• Problem to solve: Write out the lines from the line containing "Player-tracking tagging: indicate the open" through the final line of the listing below, exactly, omitting every other line.
┌─ Records supplied
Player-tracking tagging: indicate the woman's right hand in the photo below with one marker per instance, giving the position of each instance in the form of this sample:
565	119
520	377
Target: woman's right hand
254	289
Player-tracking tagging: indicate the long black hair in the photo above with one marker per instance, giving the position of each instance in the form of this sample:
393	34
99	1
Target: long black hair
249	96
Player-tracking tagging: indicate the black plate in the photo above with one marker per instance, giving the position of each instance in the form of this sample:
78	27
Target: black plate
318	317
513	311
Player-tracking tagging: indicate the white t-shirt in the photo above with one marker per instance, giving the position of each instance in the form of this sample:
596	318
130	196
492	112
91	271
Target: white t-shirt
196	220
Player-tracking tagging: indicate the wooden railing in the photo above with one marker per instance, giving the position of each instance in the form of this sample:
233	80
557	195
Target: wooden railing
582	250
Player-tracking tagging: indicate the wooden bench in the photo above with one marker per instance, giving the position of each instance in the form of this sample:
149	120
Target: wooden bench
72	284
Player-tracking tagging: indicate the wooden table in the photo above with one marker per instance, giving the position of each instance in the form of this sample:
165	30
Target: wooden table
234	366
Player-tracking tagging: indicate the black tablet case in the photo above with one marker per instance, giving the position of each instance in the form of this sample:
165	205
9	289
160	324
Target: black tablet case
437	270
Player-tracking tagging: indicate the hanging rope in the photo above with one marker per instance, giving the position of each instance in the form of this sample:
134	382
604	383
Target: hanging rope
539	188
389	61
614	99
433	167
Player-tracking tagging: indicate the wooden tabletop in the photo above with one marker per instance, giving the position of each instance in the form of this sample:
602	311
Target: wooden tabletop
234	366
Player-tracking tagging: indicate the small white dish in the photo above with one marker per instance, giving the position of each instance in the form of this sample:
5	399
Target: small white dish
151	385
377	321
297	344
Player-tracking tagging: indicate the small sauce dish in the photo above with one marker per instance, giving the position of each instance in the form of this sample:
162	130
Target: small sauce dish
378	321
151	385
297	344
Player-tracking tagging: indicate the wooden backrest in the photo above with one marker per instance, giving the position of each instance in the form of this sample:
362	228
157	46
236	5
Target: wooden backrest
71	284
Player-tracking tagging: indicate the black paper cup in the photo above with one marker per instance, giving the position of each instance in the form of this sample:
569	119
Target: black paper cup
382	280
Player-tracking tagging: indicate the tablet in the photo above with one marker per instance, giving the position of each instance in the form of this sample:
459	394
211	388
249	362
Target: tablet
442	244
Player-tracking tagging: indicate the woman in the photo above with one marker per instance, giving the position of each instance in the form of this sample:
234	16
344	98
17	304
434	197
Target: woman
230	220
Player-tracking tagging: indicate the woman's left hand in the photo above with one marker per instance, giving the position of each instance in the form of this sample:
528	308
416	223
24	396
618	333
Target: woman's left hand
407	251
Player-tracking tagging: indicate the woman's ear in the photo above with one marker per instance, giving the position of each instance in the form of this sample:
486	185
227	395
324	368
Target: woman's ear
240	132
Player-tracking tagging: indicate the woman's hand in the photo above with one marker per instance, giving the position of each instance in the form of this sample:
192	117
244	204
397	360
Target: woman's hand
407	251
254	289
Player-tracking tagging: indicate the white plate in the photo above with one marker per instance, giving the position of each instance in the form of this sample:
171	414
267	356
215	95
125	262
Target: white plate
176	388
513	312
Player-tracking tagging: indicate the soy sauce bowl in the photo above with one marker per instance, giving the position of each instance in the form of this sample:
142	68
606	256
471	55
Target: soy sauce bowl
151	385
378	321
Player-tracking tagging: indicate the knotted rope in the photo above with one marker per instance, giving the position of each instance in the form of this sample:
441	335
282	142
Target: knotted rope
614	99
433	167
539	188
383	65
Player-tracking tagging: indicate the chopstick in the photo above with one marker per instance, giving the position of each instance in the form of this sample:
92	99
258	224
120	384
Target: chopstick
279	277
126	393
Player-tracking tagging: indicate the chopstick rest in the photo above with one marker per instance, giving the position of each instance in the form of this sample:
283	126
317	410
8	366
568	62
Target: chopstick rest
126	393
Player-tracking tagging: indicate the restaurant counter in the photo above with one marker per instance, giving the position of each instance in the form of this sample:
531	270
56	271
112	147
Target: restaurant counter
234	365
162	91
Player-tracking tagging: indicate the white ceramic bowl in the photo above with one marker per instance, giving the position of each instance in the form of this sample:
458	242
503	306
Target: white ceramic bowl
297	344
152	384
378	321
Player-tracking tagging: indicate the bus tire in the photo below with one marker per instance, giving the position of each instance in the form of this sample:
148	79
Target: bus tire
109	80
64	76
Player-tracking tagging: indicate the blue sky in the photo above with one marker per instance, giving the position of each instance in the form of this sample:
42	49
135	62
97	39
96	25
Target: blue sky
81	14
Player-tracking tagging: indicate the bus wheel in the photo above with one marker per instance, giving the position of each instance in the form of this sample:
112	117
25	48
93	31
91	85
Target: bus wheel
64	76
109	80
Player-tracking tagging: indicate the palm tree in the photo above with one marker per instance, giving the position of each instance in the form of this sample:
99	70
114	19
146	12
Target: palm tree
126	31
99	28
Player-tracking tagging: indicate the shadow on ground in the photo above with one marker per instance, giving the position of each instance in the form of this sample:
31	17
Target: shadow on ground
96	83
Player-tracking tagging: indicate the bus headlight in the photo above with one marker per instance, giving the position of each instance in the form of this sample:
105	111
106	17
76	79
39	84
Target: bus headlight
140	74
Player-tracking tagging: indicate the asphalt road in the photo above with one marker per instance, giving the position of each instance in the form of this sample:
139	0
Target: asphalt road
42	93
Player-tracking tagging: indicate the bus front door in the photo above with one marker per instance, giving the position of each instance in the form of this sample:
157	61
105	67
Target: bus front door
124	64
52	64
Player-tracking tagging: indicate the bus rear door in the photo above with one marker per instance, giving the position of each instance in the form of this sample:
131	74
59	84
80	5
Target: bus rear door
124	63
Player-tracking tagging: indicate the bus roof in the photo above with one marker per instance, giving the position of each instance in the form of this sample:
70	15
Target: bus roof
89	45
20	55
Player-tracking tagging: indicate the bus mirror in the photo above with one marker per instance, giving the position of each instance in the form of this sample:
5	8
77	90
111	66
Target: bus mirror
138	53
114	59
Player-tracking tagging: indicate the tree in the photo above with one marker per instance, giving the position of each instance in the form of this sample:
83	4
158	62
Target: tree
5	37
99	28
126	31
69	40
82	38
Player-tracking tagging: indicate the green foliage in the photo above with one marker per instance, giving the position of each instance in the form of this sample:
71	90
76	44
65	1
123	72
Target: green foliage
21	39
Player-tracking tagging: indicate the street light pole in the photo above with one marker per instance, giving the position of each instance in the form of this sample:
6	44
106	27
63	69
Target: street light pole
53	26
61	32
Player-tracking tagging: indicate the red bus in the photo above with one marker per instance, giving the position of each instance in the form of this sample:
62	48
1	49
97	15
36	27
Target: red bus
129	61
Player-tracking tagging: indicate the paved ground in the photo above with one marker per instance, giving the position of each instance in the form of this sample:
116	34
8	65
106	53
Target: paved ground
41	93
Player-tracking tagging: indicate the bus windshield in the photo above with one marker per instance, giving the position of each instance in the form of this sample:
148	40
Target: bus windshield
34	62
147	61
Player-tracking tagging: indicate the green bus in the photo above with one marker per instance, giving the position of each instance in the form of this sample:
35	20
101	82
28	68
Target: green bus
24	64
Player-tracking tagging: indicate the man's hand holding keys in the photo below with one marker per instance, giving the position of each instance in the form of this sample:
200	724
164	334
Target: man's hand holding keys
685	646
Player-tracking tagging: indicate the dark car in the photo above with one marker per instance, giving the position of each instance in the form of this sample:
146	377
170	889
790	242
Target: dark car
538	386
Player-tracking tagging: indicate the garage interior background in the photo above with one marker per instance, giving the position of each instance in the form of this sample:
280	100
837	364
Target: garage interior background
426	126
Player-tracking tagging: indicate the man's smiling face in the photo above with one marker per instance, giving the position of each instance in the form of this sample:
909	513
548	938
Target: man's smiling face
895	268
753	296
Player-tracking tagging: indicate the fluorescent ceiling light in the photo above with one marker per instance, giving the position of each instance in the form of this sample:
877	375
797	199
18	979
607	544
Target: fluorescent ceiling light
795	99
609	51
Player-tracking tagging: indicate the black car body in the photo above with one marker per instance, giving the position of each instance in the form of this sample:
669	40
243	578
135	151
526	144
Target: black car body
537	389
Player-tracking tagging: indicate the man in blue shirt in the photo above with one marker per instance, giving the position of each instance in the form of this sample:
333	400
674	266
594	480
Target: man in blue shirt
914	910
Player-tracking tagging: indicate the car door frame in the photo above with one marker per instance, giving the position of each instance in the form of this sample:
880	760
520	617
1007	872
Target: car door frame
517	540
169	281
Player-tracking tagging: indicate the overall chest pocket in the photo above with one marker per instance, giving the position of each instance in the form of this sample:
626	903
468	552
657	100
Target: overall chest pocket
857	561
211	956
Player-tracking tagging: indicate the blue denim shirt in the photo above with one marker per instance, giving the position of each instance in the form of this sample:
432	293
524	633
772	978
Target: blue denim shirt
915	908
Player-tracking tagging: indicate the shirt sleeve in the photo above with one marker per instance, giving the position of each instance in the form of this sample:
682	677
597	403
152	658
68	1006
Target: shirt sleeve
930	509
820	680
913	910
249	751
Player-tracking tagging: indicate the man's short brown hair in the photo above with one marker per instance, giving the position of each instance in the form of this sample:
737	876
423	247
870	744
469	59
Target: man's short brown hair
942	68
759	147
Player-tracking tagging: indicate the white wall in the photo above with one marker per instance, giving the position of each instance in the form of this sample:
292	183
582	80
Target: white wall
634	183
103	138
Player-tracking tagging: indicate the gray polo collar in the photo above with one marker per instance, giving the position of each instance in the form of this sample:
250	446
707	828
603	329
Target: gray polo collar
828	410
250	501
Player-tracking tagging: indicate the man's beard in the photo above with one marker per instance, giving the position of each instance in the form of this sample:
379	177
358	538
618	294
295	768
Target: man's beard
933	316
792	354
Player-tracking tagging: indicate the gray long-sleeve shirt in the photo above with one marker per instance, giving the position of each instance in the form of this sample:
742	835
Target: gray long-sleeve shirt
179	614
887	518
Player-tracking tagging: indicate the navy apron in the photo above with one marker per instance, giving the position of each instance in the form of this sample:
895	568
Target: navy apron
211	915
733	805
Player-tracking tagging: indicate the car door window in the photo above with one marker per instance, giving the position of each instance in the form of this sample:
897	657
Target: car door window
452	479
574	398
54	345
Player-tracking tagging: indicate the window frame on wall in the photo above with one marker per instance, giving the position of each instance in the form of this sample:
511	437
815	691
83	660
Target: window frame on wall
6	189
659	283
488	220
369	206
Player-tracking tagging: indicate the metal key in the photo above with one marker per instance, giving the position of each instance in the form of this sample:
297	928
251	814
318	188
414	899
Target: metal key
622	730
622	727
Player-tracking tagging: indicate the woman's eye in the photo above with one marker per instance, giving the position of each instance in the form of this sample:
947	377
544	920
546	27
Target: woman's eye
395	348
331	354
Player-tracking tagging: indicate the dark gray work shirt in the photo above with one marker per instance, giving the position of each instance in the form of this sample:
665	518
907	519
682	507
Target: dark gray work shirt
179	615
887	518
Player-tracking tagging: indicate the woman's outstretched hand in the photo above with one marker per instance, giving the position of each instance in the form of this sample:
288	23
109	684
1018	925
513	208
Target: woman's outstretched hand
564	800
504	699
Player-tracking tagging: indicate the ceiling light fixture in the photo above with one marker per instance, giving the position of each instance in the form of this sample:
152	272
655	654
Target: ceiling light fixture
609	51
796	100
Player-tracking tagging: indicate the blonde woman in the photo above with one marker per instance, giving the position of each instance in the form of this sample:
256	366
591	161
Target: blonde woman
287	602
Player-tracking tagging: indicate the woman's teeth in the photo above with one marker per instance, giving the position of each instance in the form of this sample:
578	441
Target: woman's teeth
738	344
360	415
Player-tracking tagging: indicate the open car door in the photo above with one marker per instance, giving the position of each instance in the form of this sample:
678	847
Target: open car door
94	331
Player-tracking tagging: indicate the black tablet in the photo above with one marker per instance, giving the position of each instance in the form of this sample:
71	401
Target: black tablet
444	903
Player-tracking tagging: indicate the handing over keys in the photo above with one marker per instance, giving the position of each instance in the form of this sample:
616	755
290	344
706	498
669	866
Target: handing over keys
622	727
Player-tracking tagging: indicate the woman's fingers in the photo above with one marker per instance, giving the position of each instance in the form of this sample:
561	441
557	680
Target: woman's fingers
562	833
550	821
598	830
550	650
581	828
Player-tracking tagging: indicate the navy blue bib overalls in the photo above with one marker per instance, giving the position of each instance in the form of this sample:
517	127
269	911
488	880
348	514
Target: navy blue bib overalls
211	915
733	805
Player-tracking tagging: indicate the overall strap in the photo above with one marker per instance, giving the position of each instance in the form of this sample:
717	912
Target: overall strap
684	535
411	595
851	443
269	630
└─
• Solution to the exercise:
Player-tracking tagging: indicate the open car door in the photo above with one marker per instance, giving the position of each instance in the form of this sample:
678	847
Target: open car door
94	331
Player-tracking tagging: indicate the black tablet in the photo above with one marker per instance, giving the position of each instance in the form of this sample:
71	401
Target: black tablet
444	903
Player-tracking tagging: indicate the handing over keys in the photo above with one marker per instance, giving the position of each instance in the form of this sample:
616	755
290	344
706	498
669	866
Target: handing over keys
622	727
Player-tracking tagging: indicate the woman's fingers in the photo above with one marker per instance, giving the position of each instance in the form of this sample:
561	441
557	680
Target: woman's fingers
562	833
550	821
598	830
550	650
581	828
Player-tracking tagging: indicate the navy blue bib overalls in the photo above with one marker per instance, giving the position of each instance in the form of this sample:
517	127
269	911
488	880
348	514
Target: navy blue bib overalls
211	915
733	805
Player-tracking tagging: indicate the overall strap in the photo above with one marker per instance, giving the position of each instance in the form of this sample:
717	912
Target: overall strap
684	535
411	595
851	443
269	630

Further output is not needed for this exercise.